Sporcare col sospetto dell'amichettismo qualsiasi cosa, questa è la missione a cui Sigfrido Ranucci ha deciso di immolare se stesso e i suoi giornalisti. E così nel calderone delle presunte malefatte del governo, di Fratelli d'Italia e di Giorgia Meloni ci finisce anche Caivano, la periferia strappata alla camorra con massicci investimenti pubblici e privati, grazie ai fondi del Pnrr e del Viminale, con Esercito e forze dell'ordine a monitorare e vigilare. "Un appalto diretto è finito a un amico del premier e all'ex socio della mamma della Meloni". Ci sono reati? Inchieste? Solo fango, quello nel quale annegavano gli abitanti del Parco Verde tra spaccio e paranze, pedofilia e bambine che volavano dalle finestre. A Ranucci sfugge che così si fa un favore alla camorra, come ha l'ardire di ricordare il presidente dei senatori di Forza Italia Maurizio Gasparri.

_Dati forniti_
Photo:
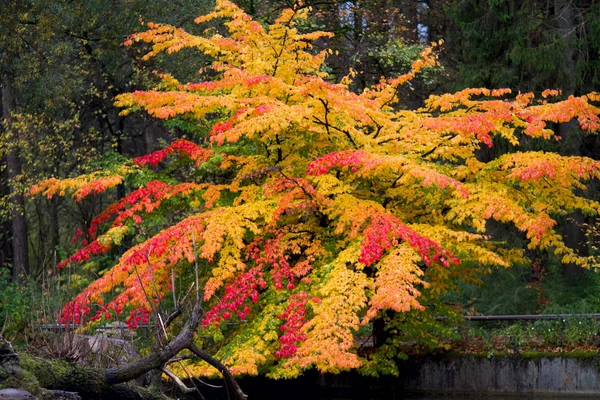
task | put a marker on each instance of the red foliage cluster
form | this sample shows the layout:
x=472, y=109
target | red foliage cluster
x=295, y=318
x=347, y=158
x=384, y=231
x=236, y=295
x=182, y=147
x=93, y=249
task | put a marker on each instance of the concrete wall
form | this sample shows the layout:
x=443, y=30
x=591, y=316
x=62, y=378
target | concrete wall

_Consegna_
Nel brano su Caivano, da quali fondi provengono gli investimenti pubblici citati per la periferia?

_Soluzione_
Dai fondi del Pnrr e del Viminale.